Work to complete »
[a] In the E-Type article, what price did Jaguar ask for each of the six continuation Lightweights?
[b] Copy the stretch of the E-Type article from "It’s easy to" through "unfinished in 1964." word for word.
[c] Write the next part of the E-Type Lightweight article, picking up right after its final sentence.

Text shown »
########################################
It’s easy to understand why people spend vast amounts of money on recreation E-Type Lightweights when you first encounter one. True to form, this one won’t start until the twin Webers have fed its XK straight-six with just the right amount of petrol. But even stationary and on the brink of catching, it looks, sounds and - when it finally bursts into life - smells like a racing car worth a million pounds. Or maybe even £1.2m, which is the price Jaguar asked for each of the six continuation Lightweights that recently picked up from the original 18-car run left unfinished in 1964.
This E-Type is not one of those machines. They followed on from the sixties featherweight GT racers that succeeded the C- and D-Type in the hands of privateers. This car is one-fourteenth the price - although at £168k it’s still proper supercar money. This Lightweight is a detailed recreation finished by Zealia Engineering in 2012, the now defunct Kiwi firm started by late Safety Devices founder Brian Wilkinson. Zealia made its name years before Jaguar announced its Lightweight continuation run, so while this E-Type can’t claim to be a true Jaguar racer from that sports car heyday, there’s no doubting the craftsmanship that went into making it. This side of Jaguar Heritage’s own workshop, it’s second to none – evidence of which comes with its present home, E-Type UK, where only the best-kept examples of Malcolm Sayer’s creation pass through.
“This is a proper homage to the original Lightweight that’s genuinely fit for the race track,” says E-Type UK marketing executive, Jack Twinam, as the 4.2-litre motor settles into a smoother idle now the oil and water temperatures are up. “It has exposed fuses, a welded in roll cage and an upgraded stainless-steel radiator complete with a fan, while keeping to the character of the original. That’s why we had to turn it over five times before it fired this morning - that’s authentic!”
Technically, this E-Type is more of a Semi-Lightweight, due to the use of a regular Series 1 chassis rather than the aluminium version Jaguar made for the originals. But that’s true of all recreations and in the case of this 6,500-mile-old Zealia, there’s enough aluminium body panels draped over it for most (Lightweight anoraks aside) to feel content that they’re stood beside a proper alloy-bodied machine. Anyway, not being a genuine car has its benefits, namely that you might actually drive this one – as we’re about to do – even when the heavens threaten to open and turn the tarmac that surrounds E-Type UK’s Harlow home into a patchwork of puddles, mud and wet leaves.
########################################
Data shown »
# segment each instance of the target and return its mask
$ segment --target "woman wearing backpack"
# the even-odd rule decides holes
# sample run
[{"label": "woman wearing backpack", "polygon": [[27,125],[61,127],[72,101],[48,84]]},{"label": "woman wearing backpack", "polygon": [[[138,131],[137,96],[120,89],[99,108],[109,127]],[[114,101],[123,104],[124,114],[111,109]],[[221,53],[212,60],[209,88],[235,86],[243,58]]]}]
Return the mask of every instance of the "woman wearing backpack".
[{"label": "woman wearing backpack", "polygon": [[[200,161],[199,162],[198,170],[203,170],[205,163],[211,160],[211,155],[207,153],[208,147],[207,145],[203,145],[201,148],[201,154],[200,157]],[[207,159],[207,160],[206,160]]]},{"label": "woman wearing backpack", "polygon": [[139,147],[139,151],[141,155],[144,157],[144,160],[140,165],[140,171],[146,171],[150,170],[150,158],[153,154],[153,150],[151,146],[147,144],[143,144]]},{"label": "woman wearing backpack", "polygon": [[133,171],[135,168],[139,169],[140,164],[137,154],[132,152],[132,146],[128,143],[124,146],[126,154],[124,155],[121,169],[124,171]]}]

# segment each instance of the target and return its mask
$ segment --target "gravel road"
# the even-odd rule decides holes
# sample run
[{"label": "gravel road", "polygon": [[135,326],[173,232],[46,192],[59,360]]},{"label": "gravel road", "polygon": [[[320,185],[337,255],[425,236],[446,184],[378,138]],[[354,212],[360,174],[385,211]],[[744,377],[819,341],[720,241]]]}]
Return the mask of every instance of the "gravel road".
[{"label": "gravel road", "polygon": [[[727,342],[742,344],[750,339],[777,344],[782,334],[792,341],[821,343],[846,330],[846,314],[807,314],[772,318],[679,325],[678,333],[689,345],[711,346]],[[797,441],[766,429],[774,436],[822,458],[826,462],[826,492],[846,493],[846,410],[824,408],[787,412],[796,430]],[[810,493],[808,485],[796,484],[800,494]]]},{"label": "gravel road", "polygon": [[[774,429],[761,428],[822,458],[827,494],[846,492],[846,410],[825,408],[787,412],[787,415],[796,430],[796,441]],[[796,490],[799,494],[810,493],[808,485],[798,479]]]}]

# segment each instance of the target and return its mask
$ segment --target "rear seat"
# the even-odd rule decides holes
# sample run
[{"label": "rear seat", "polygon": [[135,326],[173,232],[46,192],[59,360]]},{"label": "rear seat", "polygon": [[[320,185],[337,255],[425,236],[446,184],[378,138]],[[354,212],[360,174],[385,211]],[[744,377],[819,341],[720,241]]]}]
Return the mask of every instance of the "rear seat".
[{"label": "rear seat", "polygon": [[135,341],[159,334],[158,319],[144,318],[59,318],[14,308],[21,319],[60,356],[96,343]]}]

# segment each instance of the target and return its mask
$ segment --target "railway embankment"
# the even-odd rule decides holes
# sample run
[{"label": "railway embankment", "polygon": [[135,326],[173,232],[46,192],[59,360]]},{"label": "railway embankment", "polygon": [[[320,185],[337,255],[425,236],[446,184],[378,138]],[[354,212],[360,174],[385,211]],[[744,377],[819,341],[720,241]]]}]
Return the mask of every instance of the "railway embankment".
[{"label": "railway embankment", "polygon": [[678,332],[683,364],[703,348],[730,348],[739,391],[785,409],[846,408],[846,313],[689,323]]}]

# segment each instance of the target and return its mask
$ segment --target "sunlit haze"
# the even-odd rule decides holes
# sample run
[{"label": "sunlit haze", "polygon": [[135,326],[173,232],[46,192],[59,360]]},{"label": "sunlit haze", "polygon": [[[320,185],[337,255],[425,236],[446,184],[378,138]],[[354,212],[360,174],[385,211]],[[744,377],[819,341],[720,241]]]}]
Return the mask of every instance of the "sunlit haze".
########################################
Response list »
[a] £1.2m each.

[b]
It’s easy to understand why people spend vast amounts of money on recreation E-Type Lightweights when you first encounter one. True to form, this one won’t start until the twin Webers have fed its XK straight-six with just the right amount of petrol. But even stationary and on the brink of catching, it looks, sounds and - when it finally bursts into life - smells like a racing car worth a million pounds. Or maybe even £1.2m, which is the price Jaguar asked for each of the six continuation Lightweights that recently picked up from the original 18-car run left unfinished in 1964.

[c]
The same could not be said for the other E-Types in the workshop, some of which have undergone complete restorations taking more than two years. Jack explains that E-Type UK, which is run alongside - but independent from - DM Historics, has customers from all over the world, some of whom will place orders with the Kent company without ever visiting it. “That’s the reputation we have,” he says “and it’s why our work is so extensive. With everything from full body restorations and chassis welds to painting all done in house.” Our earlier wander through the workshop was inspiring to say the least, with experts of each craft painstakingly applying a mixture of traditional and cutting-edge techniques. E-Type UK can, it turns out, source, comprehensively strip and then fully restore any E-Type, with the option for mild enhancements that are in keeping with the original formula should a customer so wish. Each car is then subjected to an extensive test programme to ensure it’s ready for all conditions. “No good someone arriving in London to have their just-finished car overheat straight away,” explains Jack.
Still, even as one of the least original E-Types on site due to its recreation status, the Zealia is more than capable of keeping one's gazes fixed. Stepping down and sliding your feet into its carpet-free footwell, it offers all the excitement and charm you’d hope for in a vintage racer. The large (by modern standards), thin-rimmed wood steering wheel and Smiths gauges sit ahead, while extended switch control arms protrude out of the dash’s centre so they can be reached when the harnesses are tight and you’re pressed into the soft, leather racing seats. With your body now vibrating in tune with the crankshaft ahead, you peer through the clear bonnet shield (a GT racing feature to keep oil and muck off the screen) and down the elongated nose. It certainly doesn’t feel far from the real deal.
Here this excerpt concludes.